[Saved entries]

______

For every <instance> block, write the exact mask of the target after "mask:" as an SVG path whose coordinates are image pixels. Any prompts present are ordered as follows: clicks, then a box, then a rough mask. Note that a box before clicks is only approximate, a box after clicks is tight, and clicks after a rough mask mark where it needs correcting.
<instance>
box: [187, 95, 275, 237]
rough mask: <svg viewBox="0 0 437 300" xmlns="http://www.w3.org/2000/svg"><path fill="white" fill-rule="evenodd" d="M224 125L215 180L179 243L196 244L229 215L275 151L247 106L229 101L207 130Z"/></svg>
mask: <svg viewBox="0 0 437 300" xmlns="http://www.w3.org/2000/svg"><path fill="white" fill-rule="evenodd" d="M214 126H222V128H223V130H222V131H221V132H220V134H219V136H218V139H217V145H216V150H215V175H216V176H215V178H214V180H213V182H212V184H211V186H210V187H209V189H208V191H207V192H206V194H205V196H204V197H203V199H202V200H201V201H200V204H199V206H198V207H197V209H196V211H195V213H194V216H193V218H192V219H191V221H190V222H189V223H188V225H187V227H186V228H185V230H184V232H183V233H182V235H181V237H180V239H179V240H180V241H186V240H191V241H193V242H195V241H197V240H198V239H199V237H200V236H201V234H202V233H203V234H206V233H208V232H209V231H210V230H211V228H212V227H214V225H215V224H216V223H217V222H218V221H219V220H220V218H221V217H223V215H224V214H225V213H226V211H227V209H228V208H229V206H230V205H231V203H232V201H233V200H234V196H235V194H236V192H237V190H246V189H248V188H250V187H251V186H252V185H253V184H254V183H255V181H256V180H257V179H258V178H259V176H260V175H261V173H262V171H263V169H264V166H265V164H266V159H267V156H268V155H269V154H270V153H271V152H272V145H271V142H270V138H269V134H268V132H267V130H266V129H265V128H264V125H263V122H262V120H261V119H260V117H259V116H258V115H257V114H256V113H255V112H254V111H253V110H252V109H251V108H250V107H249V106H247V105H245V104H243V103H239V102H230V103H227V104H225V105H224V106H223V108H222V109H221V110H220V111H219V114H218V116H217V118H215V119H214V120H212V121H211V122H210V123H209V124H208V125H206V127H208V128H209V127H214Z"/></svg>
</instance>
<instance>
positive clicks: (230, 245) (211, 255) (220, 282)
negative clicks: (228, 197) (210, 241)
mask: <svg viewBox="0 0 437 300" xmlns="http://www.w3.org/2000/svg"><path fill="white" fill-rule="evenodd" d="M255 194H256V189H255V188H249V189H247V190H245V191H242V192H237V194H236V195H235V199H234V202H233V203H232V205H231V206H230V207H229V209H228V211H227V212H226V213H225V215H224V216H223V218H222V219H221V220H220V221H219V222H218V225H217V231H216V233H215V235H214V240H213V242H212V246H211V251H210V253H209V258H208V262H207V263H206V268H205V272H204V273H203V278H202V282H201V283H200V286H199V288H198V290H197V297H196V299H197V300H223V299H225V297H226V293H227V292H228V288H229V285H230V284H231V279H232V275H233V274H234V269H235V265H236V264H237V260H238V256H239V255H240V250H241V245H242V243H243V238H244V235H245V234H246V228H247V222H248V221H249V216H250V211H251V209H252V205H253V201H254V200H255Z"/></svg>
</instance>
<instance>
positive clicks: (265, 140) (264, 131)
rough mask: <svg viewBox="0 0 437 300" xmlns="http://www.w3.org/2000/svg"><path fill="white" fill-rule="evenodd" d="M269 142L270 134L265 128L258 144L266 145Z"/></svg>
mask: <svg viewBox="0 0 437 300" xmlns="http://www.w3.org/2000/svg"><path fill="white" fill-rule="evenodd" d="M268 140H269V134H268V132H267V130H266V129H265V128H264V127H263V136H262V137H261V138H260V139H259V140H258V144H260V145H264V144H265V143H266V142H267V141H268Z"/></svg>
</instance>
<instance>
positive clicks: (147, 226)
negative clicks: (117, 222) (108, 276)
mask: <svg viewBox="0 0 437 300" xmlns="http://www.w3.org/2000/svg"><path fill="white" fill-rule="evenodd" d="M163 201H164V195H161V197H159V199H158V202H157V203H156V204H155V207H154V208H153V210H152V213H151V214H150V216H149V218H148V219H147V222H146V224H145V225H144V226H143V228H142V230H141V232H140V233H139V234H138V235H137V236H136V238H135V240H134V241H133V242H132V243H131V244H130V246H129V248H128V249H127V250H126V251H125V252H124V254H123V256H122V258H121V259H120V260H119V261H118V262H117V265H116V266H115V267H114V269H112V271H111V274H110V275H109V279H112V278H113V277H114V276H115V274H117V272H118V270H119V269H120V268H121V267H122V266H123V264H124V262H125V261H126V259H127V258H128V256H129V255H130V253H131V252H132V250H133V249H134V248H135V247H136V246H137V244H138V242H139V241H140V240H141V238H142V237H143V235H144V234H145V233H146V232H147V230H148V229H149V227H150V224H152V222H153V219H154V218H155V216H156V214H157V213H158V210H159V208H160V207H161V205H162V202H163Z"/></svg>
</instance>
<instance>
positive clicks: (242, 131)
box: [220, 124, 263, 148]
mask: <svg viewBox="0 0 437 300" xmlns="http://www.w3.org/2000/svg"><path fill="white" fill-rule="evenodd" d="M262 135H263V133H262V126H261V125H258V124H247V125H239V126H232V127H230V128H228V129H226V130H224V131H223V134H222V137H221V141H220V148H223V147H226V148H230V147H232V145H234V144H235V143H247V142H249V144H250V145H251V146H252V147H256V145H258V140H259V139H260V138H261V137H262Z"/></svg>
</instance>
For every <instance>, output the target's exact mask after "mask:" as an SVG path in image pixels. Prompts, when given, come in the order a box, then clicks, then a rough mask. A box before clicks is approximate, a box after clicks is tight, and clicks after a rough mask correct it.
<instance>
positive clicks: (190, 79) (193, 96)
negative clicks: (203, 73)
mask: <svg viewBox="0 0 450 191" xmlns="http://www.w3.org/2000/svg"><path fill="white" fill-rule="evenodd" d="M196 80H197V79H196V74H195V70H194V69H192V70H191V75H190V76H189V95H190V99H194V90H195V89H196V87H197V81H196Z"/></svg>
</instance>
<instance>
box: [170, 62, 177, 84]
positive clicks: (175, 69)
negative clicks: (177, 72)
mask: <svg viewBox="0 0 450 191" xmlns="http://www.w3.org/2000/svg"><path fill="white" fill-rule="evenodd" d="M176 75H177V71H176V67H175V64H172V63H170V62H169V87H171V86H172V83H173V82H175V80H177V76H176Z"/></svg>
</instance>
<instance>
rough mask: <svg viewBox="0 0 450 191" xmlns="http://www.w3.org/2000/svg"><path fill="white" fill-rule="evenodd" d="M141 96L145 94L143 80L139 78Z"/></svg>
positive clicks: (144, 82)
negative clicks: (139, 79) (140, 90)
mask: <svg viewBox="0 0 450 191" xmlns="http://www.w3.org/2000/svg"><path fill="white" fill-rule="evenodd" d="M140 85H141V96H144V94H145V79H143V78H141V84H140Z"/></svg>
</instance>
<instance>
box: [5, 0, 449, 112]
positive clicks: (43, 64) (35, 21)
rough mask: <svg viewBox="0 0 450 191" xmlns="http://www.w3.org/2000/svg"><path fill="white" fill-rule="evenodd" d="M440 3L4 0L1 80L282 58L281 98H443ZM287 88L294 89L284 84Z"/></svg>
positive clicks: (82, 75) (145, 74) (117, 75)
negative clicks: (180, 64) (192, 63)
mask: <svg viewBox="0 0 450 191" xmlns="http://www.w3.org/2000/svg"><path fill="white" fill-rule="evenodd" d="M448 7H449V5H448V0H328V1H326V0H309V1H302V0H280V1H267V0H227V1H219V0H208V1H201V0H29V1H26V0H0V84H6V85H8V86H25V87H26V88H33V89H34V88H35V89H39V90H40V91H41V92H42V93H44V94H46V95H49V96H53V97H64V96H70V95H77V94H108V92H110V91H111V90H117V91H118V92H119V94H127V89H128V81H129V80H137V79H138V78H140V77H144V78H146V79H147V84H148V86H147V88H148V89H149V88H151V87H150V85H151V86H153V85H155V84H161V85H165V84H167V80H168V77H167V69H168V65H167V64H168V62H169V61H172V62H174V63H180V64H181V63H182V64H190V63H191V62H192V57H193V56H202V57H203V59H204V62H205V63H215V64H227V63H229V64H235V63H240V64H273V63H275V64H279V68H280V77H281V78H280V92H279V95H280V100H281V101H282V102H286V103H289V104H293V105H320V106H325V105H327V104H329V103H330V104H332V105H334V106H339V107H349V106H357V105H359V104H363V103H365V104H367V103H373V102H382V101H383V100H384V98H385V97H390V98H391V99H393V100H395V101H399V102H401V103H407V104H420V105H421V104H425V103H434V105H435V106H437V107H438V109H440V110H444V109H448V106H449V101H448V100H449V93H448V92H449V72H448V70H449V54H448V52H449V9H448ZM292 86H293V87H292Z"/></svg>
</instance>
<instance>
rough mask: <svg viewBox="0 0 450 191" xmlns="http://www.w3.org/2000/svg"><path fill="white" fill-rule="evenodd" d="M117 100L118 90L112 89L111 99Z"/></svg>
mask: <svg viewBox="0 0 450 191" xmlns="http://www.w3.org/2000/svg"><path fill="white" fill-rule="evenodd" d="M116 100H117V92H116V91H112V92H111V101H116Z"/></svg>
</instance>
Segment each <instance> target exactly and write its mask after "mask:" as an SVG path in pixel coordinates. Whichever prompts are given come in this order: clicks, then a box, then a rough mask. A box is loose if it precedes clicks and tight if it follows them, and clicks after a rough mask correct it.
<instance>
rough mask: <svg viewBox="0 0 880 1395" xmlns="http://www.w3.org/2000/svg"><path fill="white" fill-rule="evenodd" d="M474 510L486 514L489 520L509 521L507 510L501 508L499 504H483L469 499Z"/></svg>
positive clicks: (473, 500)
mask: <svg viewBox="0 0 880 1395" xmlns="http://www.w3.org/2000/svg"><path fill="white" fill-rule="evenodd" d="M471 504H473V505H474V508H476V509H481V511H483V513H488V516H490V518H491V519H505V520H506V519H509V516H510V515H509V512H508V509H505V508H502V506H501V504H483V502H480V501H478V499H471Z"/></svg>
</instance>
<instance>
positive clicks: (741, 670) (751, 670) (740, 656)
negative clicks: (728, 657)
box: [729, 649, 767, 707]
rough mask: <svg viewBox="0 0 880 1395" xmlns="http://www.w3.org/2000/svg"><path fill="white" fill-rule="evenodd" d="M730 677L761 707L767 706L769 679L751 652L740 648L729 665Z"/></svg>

______

• **Work to be completed**:
From the items above, pull out every line that contains the string "write".

• **Answer section**:
For every <instance> block, write the exact mask of the target after "mask:" as an SVG path whose coordinates are image pixels. Any prompts present are ordered as follows: clicks, then a box, then a rough mask. Note that a box before clicks is only approximate, a box after clicks is tight, and clicks after a rough mask mark where it needs correcting.
Segment each <instance> target exactly and write its mask after "mask:" as an SVG path in pixel coordinates. Whichever prompts are given come in this order: clicks, then a box, then a rough mask. A box is loose if it precedes clicks and tight if it follows them, and clicks after a rough mask correct it.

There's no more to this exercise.